THE INPUT -
━━━

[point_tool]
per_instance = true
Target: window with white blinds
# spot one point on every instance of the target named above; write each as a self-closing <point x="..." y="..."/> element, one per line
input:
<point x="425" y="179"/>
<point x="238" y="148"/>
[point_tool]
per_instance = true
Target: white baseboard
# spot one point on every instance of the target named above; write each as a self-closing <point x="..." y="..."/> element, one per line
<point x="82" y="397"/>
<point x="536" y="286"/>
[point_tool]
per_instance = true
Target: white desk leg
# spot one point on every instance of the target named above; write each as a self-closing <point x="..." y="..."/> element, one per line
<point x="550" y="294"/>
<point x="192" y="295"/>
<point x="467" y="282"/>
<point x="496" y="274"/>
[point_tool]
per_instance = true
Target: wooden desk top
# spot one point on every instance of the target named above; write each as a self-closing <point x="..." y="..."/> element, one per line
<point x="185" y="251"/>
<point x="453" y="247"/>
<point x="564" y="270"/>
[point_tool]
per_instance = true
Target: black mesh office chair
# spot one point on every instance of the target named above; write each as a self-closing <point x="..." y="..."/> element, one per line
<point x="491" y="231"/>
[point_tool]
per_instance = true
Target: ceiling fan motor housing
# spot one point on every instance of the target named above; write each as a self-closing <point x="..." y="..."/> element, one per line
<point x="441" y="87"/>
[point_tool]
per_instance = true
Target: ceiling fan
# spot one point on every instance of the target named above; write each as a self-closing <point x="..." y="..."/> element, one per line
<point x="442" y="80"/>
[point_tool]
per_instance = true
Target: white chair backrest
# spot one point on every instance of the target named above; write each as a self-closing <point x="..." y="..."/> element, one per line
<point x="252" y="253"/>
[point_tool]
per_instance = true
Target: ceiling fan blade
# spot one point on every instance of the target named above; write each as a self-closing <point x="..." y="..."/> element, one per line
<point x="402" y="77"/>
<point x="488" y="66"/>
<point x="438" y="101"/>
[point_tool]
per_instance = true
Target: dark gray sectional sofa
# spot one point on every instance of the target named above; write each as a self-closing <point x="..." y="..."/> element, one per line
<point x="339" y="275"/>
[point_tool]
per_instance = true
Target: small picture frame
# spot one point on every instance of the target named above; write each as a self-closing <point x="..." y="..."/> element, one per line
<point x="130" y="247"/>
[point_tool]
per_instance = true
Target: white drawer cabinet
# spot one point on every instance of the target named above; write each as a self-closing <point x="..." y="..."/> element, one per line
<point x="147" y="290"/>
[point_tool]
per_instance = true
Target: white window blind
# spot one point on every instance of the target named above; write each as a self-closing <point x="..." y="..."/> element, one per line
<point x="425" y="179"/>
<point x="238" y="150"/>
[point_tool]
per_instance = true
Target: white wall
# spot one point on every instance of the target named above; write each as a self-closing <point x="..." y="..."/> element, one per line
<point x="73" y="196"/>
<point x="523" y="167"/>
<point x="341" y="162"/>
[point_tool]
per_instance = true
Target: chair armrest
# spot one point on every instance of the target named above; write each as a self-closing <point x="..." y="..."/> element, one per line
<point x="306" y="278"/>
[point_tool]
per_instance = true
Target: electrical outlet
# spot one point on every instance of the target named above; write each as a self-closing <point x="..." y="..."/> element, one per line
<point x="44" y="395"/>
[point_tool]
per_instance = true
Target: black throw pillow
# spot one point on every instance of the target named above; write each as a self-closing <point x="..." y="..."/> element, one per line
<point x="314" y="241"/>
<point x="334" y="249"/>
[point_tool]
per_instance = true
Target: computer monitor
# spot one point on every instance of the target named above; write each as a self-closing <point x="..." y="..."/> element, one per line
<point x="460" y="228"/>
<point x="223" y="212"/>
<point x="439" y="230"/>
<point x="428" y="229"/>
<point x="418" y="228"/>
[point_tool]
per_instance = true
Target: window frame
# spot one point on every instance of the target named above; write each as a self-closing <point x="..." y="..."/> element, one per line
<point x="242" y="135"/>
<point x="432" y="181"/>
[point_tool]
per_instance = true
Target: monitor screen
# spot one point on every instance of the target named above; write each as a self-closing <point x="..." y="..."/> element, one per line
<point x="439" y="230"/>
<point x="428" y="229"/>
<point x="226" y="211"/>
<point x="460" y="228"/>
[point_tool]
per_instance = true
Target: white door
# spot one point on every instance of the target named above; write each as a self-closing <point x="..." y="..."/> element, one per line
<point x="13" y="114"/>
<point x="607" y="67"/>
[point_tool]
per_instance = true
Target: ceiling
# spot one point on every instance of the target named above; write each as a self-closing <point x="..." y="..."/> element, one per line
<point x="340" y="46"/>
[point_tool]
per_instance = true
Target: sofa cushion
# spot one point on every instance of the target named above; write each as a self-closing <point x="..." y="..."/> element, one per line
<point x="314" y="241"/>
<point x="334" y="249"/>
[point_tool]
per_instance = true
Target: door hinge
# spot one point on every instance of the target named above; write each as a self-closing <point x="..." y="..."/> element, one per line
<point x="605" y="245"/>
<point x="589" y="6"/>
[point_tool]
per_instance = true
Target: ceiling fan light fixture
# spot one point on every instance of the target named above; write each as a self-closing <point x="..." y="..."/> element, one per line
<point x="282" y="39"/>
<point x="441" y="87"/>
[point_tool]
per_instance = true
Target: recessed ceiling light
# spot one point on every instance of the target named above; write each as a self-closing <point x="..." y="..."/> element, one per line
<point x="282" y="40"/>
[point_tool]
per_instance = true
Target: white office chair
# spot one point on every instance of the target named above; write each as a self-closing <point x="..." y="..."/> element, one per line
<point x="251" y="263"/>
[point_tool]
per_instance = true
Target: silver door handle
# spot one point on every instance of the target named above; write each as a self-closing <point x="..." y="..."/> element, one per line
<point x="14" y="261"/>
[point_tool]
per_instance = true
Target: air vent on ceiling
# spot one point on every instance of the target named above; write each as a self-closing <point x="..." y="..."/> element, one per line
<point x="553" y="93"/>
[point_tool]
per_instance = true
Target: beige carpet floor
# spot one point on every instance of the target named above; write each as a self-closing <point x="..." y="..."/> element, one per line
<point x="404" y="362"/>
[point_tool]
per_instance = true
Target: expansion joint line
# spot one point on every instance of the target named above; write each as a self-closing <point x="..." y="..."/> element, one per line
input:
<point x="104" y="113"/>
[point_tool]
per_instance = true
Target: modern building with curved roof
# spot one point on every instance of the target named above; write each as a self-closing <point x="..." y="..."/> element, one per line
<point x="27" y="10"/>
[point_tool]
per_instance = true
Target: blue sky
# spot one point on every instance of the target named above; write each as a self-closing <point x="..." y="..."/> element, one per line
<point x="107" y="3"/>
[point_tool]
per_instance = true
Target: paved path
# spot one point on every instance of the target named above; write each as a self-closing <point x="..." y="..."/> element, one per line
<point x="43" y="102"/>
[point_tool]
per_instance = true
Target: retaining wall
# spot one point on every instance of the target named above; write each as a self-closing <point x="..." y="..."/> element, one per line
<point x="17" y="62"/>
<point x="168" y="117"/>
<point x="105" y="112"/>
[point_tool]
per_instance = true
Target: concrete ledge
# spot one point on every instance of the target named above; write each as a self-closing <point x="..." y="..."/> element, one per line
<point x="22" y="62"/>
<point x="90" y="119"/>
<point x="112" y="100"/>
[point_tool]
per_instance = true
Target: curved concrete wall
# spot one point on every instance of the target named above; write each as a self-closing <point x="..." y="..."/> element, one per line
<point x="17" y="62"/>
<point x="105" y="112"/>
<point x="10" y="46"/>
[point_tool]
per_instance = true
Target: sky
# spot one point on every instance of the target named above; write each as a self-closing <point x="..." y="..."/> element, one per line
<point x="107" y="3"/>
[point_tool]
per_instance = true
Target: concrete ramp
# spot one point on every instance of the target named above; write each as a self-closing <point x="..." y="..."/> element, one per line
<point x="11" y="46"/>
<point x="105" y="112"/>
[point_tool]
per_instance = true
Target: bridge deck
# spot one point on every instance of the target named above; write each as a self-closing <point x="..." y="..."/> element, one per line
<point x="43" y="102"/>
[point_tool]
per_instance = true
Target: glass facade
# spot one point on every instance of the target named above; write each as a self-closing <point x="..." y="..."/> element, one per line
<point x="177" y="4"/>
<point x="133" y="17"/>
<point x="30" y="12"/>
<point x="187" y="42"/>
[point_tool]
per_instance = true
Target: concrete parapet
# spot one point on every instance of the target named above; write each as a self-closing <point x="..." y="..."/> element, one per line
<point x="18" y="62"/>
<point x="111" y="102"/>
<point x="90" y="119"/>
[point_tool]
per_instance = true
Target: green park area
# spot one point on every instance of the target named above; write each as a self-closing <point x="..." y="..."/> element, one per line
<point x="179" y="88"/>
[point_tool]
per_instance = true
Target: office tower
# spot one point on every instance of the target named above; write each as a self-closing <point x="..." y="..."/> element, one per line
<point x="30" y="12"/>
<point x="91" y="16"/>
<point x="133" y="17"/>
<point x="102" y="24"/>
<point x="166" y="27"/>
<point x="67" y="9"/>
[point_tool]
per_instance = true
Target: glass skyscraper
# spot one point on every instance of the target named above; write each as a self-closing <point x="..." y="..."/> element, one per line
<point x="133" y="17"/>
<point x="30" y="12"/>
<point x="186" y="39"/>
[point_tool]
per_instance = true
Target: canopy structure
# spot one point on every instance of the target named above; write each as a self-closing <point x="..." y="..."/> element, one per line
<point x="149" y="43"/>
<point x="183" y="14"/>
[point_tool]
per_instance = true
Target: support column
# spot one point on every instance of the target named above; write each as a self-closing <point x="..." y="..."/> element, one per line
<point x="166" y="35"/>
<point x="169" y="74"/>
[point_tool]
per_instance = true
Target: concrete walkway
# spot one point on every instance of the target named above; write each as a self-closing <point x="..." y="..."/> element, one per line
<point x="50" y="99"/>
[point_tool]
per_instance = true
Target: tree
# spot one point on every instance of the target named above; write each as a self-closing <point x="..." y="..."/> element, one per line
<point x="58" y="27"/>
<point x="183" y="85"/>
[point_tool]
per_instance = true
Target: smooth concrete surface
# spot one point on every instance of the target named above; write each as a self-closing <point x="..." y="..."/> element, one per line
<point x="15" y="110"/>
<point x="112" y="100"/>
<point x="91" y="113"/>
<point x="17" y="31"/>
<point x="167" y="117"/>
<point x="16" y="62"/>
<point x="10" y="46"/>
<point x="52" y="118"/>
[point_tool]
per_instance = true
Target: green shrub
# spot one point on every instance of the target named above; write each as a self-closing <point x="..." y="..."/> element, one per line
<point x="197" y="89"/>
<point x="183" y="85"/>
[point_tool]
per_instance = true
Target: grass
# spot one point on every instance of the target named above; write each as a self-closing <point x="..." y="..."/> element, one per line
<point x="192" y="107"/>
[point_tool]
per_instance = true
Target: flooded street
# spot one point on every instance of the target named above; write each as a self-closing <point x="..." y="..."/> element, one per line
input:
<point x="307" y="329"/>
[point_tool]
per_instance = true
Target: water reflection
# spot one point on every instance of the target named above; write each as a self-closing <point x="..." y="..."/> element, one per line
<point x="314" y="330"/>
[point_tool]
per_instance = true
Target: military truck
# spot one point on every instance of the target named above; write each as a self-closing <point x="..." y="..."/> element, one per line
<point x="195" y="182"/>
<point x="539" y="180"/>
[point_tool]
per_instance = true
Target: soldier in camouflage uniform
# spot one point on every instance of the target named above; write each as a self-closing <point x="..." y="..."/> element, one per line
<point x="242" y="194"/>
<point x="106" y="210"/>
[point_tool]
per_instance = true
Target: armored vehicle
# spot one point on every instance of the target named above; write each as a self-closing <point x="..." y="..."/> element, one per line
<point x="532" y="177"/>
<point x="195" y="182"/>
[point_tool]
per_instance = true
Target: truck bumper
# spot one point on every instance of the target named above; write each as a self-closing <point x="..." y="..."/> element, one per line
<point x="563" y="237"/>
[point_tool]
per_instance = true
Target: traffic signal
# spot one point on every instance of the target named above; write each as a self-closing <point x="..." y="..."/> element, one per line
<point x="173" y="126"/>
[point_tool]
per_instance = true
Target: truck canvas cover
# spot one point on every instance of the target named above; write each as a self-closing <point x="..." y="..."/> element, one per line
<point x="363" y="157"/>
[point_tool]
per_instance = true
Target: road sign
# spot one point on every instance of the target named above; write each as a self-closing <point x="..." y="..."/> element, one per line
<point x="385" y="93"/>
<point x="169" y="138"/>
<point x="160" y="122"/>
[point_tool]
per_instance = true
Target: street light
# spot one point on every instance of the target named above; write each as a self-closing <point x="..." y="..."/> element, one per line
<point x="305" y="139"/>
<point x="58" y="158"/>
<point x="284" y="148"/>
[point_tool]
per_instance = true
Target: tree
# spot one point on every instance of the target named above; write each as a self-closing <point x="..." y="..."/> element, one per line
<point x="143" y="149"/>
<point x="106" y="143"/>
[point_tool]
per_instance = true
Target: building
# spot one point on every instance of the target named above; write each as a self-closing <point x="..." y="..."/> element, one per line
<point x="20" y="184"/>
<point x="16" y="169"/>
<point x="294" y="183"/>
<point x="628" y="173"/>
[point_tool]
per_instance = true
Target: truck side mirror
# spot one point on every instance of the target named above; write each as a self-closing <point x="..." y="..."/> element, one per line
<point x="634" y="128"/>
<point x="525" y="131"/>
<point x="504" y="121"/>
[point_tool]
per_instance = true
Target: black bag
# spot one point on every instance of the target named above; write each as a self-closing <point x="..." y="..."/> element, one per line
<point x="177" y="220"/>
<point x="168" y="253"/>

━━━

PROBLEM STATEMENT -
Find every line in the material above that contains the string "light", matching case exactly, and copy each of those lines.

OUTPUT -
Target: ceiling fan light fixture
Target: recessed ceiling light
Target: street light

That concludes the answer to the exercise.